The eldest of three children, Byles was born in 1900 in Ashton upon Mersey in what was then Cheshire, England, to progressive-minded parents. Her younger brothers were David John Byles and Baldur Unwin Byles (1904–1975). Her parents were Unitarian Universalists, Fabian socialists and pacifists. Her mother Ida Margaret, née Unwin, was a suffragette and had studied at The Slade School of Fine Art, until "her artistic talents were lost to the drudgery of housekeeping", and who impressed upon her daughter the necessity of being financially independent of men. Her father, Cyril Beuzeville Byles, was a railway signal engineer. In England he involved his children in campaigns against fences that prevented public access for recreational walks.

The family moved to Australia in 1911 because Cyril Byles was appointed Chief Signals Engineer with the New South Wales Government Railways, to design the signal system for electrifying the railway system. They found a block of land in Beecroft and in 1913 built a house there which they named 'Chilworth'. The family spent summers by the sea, and in 1913 they also built a small cottage at Palm Beach, on Sunrise Hill facing the lighthouse.

Byles was educated at Beecroft Primary School, and at the Presbyterian Ladies' College, Sydney, at Croydon from 1914 to 1915, and in 1916 and 1917 at the new second campus of the school at Pymble (now known as Pymble Ladies' College). She excelled, and became a prefect and dux of the school in 1916, and Head Prefect and dux the following year. At matriculation, she won an Exhibition to the University of Sydney.

§ **Apply what you read**:
1. Retype the part of the passage on Byles's early life starting at "The family moved" and ending at "facing the lighthouse.".
2. Translate this sentence from the passage on Byles's early life into Spanish: "Her father, Cyril Beuzeville Byles, was a railway signal engineer."

§ **Data below**:
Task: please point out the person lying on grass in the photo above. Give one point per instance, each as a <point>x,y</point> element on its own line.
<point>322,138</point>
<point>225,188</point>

§ **Results of the exercise**:
1.
The family moved to Australia in 1911 because Cyril Byles was appointed Chief Signals Engineer with the New South Wales Government Railways, to design the signal system for electrifying the railway system. They found a block of land in Beecroft and in 1913 built a house there which they named 'Chilworth'. The family spent summers by the sea, and in 1913 they also built a small cottage at Palm Beach, on Sunrise Hill facing the lighthouse.

2. Su padre, Cyril Beuzeville Byles, era ingeniero de señales ferroviarias.